Problem to solve: Count the lines in the items below that contain the word "blue". Reply with only that number.

Given entries:
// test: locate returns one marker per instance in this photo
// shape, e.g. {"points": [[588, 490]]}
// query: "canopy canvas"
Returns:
==
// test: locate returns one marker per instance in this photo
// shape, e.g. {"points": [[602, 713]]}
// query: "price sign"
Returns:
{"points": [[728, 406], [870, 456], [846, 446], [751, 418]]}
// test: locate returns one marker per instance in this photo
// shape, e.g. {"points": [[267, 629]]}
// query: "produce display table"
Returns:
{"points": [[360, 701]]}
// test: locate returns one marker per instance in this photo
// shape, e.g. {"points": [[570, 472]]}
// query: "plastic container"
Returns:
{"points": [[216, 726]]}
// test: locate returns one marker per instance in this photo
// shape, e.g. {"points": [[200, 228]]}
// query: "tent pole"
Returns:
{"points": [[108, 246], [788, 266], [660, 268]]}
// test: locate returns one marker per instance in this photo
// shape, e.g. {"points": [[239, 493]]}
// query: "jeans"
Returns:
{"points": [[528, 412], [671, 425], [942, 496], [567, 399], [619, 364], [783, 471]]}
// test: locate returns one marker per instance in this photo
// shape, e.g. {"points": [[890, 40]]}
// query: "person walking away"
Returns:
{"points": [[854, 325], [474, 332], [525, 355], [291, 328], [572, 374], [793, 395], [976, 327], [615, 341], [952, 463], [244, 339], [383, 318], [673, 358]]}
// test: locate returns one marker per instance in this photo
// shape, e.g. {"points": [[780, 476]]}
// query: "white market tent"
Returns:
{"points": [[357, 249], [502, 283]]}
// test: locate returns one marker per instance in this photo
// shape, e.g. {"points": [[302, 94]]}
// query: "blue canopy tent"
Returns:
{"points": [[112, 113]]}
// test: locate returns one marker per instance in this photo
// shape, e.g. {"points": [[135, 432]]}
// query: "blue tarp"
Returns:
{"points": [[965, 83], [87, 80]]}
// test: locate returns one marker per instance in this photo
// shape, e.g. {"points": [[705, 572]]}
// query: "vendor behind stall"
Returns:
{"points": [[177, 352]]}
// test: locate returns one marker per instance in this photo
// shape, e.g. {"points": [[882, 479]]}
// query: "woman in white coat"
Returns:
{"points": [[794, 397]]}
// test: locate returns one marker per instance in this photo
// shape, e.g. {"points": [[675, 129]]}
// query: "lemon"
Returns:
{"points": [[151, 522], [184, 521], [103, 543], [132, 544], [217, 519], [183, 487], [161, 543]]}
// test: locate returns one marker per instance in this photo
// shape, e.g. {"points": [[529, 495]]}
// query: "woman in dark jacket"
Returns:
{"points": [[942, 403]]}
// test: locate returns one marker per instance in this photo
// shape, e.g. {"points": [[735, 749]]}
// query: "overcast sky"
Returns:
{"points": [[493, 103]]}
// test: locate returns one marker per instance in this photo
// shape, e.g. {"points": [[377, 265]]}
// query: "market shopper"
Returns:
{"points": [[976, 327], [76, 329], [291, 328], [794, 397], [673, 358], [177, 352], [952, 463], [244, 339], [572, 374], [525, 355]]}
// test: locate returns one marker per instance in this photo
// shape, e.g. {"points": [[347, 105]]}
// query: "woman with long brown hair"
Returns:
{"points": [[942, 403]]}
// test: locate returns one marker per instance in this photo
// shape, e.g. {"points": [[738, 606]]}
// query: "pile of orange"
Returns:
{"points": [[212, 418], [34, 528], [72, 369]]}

Solution for this task: 2